Rows from a data source
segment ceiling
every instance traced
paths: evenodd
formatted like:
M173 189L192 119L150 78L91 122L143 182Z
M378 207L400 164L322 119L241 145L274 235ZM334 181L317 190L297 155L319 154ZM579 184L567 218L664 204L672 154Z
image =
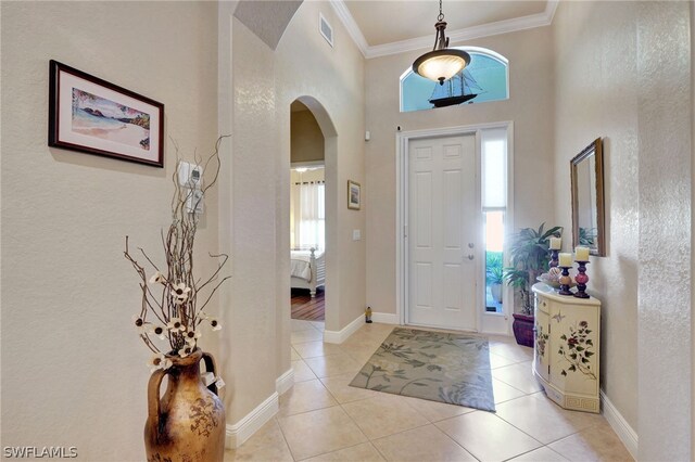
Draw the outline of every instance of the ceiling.
M548 25L558 0L443 0L451 43ZM432 48L438 0L332 0L366 57Z

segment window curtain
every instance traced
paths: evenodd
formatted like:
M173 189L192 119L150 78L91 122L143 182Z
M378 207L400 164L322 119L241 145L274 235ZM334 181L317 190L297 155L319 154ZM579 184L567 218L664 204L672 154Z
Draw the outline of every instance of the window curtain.
M292 247L326 248L326 185L323 181L292 184Z

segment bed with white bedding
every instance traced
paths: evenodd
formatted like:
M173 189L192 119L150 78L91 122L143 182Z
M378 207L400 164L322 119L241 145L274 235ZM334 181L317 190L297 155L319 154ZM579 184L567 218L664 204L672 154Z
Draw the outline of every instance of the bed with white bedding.
M326 284L326 253L312 247L308 251L292 251L290 257L290 286L308 288L312 298L316 296L316 287Z

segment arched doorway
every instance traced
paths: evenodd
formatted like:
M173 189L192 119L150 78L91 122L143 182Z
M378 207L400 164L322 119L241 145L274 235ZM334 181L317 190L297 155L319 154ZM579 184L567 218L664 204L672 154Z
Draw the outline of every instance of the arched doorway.
M312 97L290 104L290 248L292 318L331 323L337 210L336 128Z

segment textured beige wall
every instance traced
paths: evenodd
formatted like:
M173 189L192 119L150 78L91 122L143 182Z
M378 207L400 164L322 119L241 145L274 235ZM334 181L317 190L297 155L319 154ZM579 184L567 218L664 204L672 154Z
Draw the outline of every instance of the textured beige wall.
M291 162L324 159L324 133L311 111L296 111L290 116Z
M318 33L319 12L333 27L334 47ZM339 331L365 308L365 208L348 209L348 179L364 184L364 59L328 2L304 2L290 22L276 53L276 111L280 133L278 230L289 248L290 104L311 97L323 106L315 116L327 138L326 150L326 329ZM309 107L311 108L311 107ZM326 120L326 118L330 120ZM326 126L332 126L327 128ZM334 132L330 132L334 129ZM365 191L363 190L363 194ZM352 230L363 240L352 241ZM280 254L278 278L289 287L289 253ZM286 271L287 269L287 271ZM285 282L283 282L285 283ZM289 293L282 288L281 294ZM285 295L282 295L285 296ZM289 299L286 298L289 311Z
M639 431L641 460L692 460L691 62L684 2L564 2L553 24L556 216L569 227L569 159L604 138L607 256L602 388ZM660 89L668 88L662 92ZM567 245L565 245L567 248Z
M636 2L640 460L693 460L691 24L685 2ZM668 88L660 94L661 88Z
M514 121L515 228L553 222L553 59L549 27L477 39L470 43L509 60L507 101L399 112L399 78L419 53L367 62L367 303L395 312L395 133Z
M219 348L229 384L227 421L236 424L273 396L276 378L291 368L290 105L298 99L313 108L326 137L326 326L340 330L362 315L364 241L353 243L345 229L364 230L364 210L349 213L343 184L364 177L364 67L328 3L304 2L276 51L232 10L219 7L219 80L228 82L220 86L222 131L228 123L232 133L219 239L235 274L220 295L231 335ZM334 49L318 34L319 10L333 25Z
M48 63L165 104L184 153L216 139L215 4L2 2L2 444L143 458L146 362L124 236L162 260L175 168L47 146ZM225 162L225 161L223 161ZM217 249L216 197L195 245ZM212 213L210 210L213 210ZM202 275L201 272L201 275ZM217 312L216 304L211 308ZM222 331L222 336L226 335Z
M636 11L628 2L561 4L555 43L555 206L570 232L570 159L604 139L607 257L591 258L590 290L603 303L601 385L637 428L639 140ZM620 332L620 335L616 335Z
M223 348L231 392L226 396L227 421L235 424L275 393L275 380L289 363L279 372L274 53L241 22L231 21L231 226L220 240L231 242L235 274L223 294L232 313L233 334Z

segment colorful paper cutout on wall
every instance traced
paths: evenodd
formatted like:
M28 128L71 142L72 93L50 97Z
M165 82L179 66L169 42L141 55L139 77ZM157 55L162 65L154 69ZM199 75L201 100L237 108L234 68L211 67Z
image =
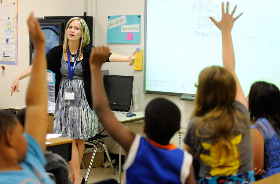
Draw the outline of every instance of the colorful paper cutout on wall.
M14 20L5 19L3 20L3 33L4 38L14 38Z
M133 38L133 33L127 33L127 34L126 36L126 39L127 40L132 40Z

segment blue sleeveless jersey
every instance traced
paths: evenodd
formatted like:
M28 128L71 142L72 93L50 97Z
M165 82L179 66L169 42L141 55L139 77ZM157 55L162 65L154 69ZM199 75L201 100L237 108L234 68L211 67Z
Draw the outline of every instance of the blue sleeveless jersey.
M161 145L136 135L125 164L125 183L185 183L192 156L174 144Z

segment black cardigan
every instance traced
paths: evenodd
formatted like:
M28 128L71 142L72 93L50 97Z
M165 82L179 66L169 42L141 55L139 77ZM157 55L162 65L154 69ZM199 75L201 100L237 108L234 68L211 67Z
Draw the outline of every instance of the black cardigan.
M89 59L91 48L92 46L88 45L84 48L83 52L83 60L81 63L83 67L84 73L84 85L85 97L87 98L88 105L92 109L93 109L91 98L91 92L90 87L90 69ZM61 73L60 73L60 67L61 67L61 57L63 54L63 47L62 45L56 46L48 52L46 55L48 64L48 69L51 70L55 74L55 98L56 101L56 98L58 94L59 90L59 84L61 80ZM108 56L106 62L109 62L109 57L111 53Z

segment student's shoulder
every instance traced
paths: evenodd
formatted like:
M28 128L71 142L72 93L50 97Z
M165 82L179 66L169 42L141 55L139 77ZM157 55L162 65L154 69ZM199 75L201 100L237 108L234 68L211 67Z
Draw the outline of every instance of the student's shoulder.
M28 145L27 152L24 161L33 163L37 161L44 165L46 163L46 160L39 143L28 134L24 133L24 136ZM34 164L36 164L34 163Z
M237 109L240 112L249 117L249 112L248 110L244 105L238 101L235 101L232 103L234 107Z

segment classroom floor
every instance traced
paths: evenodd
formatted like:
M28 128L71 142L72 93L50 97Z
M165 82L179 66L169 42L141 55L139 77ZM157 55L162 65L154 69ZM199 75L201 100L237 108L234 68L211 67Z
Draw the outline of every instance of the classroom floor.
M72 169L71 168L70 163L68 162L67 163L68 170L69 173L69 177L71 176L72 173ZM85 178L87 175L87 172L88 172L88 169L81 169L81 172L82 175ZM94 182L98 181L100 180L104 180L108 178L114 178L119 182L119 173L118 169L115 168L116 171L116 174L113 175L110 167L104 168L104 167L95 167L92 168L90 171L90 173L88 177L87 183L90 184ZM122 180L123 179L123 172L121 173L121 174Z

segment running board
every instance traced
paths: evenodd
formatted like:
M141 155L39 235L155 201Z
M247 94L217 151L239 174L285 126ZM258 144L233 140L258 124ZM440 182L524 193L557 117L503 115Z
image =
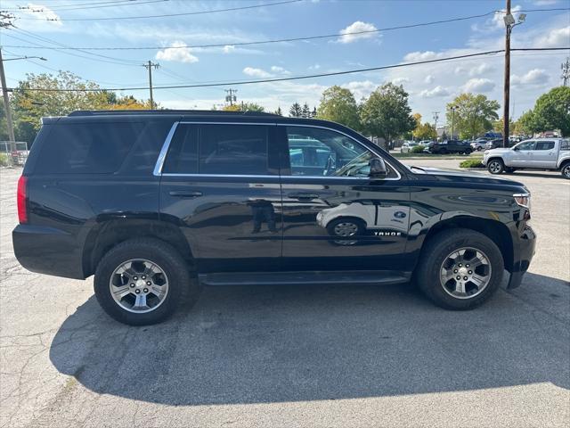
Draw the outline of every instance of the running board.
M330 272L232 272L200 274L202 285L300 285L300 284L401 284L410 281L411 274L395 271L330 271Z

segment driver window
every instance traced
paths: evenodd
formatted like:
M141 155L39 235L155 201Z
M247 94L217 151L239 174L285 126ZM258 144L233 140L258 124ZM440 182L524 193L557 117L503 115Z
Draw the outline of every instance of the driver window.
M517 146L518 150L533 150L533 141L525 141Z
M330 129L287 127L292 176L368 177L374 153ZM389 170L389 167L388 167ZM388 177L396 177L389 170Z

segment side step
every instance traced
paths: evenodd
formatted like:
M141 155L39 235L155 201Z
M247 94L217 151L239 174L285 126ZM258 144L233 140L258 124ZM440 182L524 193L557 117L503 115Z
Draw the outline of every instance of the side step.
M407 283L408 272L391 270L356 270L331 272L232 272L200 274L202 285L300 285L300 284L366 284Z

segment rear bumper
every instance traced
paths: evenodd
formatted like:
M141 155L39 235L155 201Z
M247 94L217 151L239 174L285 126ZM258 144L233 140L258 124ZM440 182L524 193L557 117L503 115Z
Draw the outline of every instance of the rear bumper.
M518 240L515 242L513 268L507 288L517 288L523 281L528 270L536 248L536 234L528 225L517 233Z
M77 236L53 227L18 225L12 239L16 259L28 270L85 279Z

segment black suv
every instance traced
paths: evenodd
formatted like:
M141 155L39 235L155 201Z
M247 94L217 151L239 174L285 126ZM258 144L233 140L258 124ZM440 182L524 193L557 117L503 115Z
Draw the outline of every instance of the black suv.
M341 125L264 113L46 118L18 185L14 252L84 279L131 325L202 285L414 281L474 308L534 251L519 183L408 168ZM198 279L198 280L196 280Z
M445 140L440 142L431 142L424 149L428 153L464 153L469 154L473 152L471 145L468 141L461 140Z

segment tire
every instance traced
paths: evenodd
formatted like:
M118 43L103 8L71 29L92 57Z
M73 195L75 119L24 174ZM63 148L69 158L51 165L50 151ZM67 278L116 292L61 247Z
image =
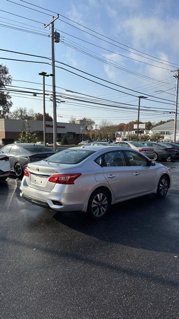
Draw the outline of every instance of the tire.
M155 153L155 156L154 157L154 160L159 160L159 156L158 154L156 153L155 152L154 152L154 153Z
M163 175L160 178L158 187L157 196L158 197L165 197L169 189L169 180L167 177Z
M91 195L87 211L92 219L98 220L107 214L110 205L110 198L107 191L98 188Z
M0 181L5 181L5 180L7 179L8 177L8 176L4 176L3 177L0 177Z
M14 171L16 177L20 179L22 179L23 176L24 171L21 164L18 161L15 163L14 165Z

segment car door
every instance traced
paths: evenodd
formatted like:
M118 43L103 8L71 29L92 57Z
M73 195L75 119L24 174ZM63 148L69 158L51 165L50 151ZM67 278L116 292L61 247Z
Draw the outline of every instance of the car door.
M133 175L126 165L122 151L106 152L102 164L103 174L116 200L127 198L133 192Z
M10 150L10 149L11 148L11 147L12 147L12 145L6 145L0 150L0 152L1 152L4 154L5 154L5 155L6 155L6 156L8 156L8 157L9 158L10 164L10 160L9 158L9 151ZM10 164L10 167L11 167L11 164Z
M137 152L125 151L127 165L133 176L134 195L153 191L156 187L156 168L150 161Z

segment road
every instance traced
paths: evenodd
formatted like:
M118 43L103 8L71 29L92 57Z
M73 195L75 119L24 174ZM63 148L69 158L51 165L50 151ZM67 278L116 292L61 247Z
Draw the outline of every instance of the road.
M0 319L179 318L179 162L165 164L165 199L115 205L98 222L0 183Z

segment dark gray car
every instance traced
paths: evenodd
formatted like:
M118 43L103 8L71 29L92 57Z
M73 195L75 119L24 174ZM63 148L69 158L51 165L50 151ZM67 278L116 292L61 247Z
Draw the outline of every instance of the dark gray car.
M8 156L11 171L14 171L20 178L23 177L24 168L28 163L41 160L55 153L43 145L31 143L9 144L0 151Z
M154 160L160 159L166 160L169 158L173 159L176 156L176 151L174 148L172 148L169 145L163 143L159 143L155 142L141 142L144 146L150 146L154 149Z

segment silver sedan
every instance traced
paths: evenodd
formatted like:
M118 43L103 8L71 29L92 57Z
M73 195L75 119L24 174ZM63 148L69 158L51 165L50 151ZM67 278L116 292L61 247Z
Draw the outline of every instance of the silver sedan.
M82 146L29 163L20 189L32 204L99 219L111 204L150 193L164 197L171 185L169 169L137 151Z

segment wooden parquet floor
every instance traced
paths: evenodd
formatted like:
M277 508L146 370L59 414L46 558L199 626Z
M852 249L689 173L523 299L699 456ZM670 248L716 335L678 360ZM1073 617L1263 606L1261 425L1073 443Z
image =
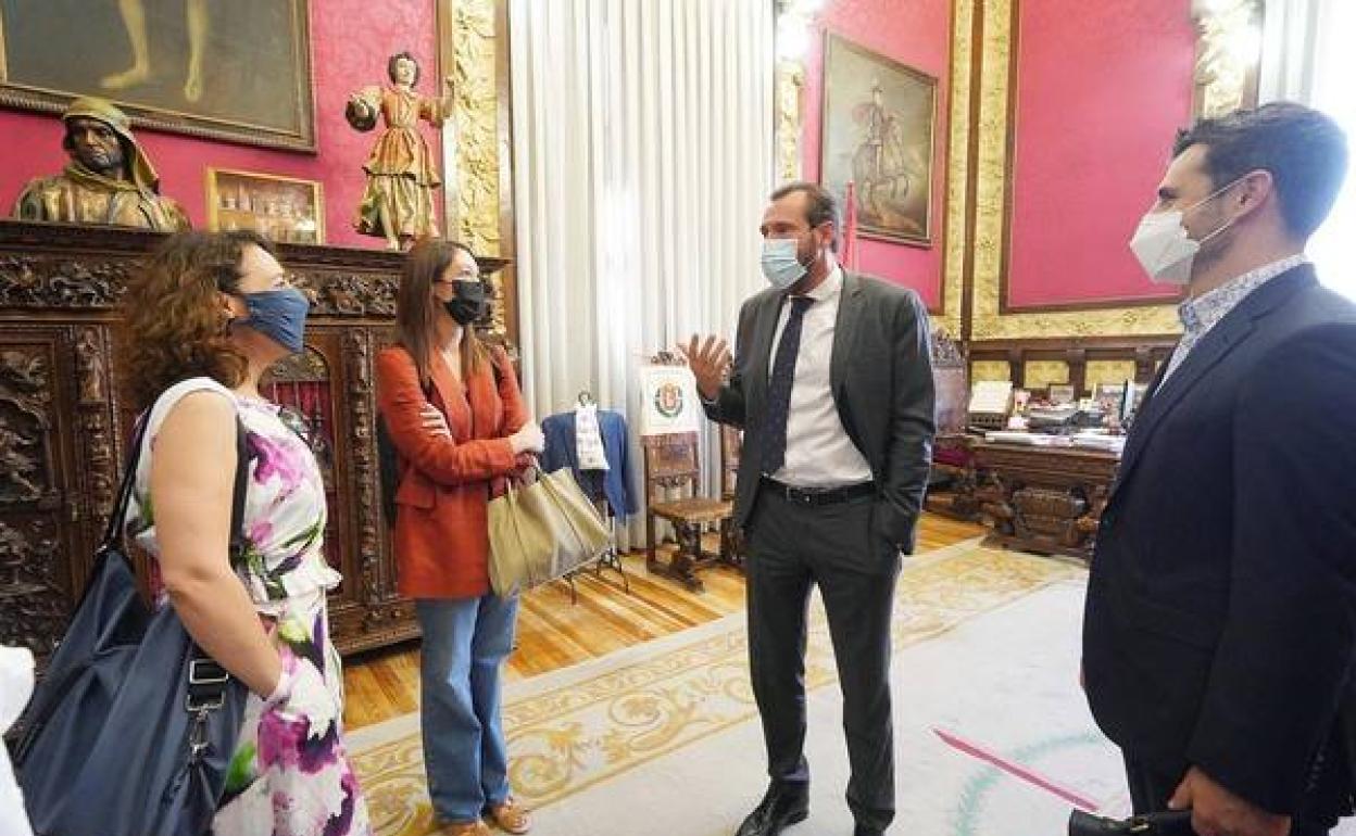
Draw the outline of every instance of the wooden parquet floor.
M923 515L918 550L933 550L979 537L980 526ZM546 673L631 645L660 638L738 612L744 607L744 577L732 568L702 572L705 592L651 576L643 554L622 558L631 592L613 570L555 583L523 596L518 648L509 659L510 680ZM350 729L400 717L419 707L419 645L411 642L344 664L344 724Z

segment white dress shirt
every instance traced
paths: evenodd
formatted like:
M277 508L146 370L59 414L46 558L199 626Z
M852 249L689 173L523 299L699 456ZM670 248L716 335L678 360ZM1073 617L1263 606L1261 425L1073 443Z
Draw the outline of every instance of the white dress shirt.
M1182 321L1182 339L1177 343L1173 350L1173 356L1168 360L1168 371L1163 373L1163 379L1158 385L1168 382L1168 378L1177 371L1177 367L1182 364L1191 350L1196 347L1210 331L1223 320L1229 312L1246 299L1254 290L1271 282L1276 276L1290 272L1291 270L1299 267L1300 264L1307 264L1309 256L1304 253L1296 253L1279 262L1272 262L1271 264L1262 264L1257 270L1245 272L1241 276L1230 279L1220 285L1219 287L1211 290L1210 293L1203 293L1201 295L1186 299L1177 308L1177 316Z
M834 267L829 278L805 295L814 304L805 310L800 331L800 354L796 356L791 412L786 417L786 461L772 477L797 488L839 488L869 482L871 465L843 430L829 383L838 302L843 295L842 268ZM777 358L777 343L781 341L781 332L789 317L791 305L782 301L772 352L767 355L769 378Z

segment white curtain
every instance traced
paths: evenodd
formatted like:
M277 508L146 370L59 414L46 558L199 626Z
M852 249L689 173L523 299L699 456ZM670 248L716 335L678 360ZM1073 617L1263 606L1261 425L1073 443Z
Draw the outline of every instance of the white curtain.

STATED TASK:
Copy out, character for character, the lines between the one holding "segment arched doorway" and the one holding "M312 97L290 104L290", including both of those lines.

RIGHT ANSWER:
segment arched doorway
every instance traced
paths: evenodd
formatted like:
M173 189L192 119L150 78L91 122L143 182Z
M378 207L400 164L322 119L241 145L274 235ZM334 181L317 190L297 155L319 154ZM579 184L567 218L664 204L672 154Z
Draw the outline of every instance of the arched doorway.
M312 97L290 104L290 248L292 318L331 323L337 210L336 128Z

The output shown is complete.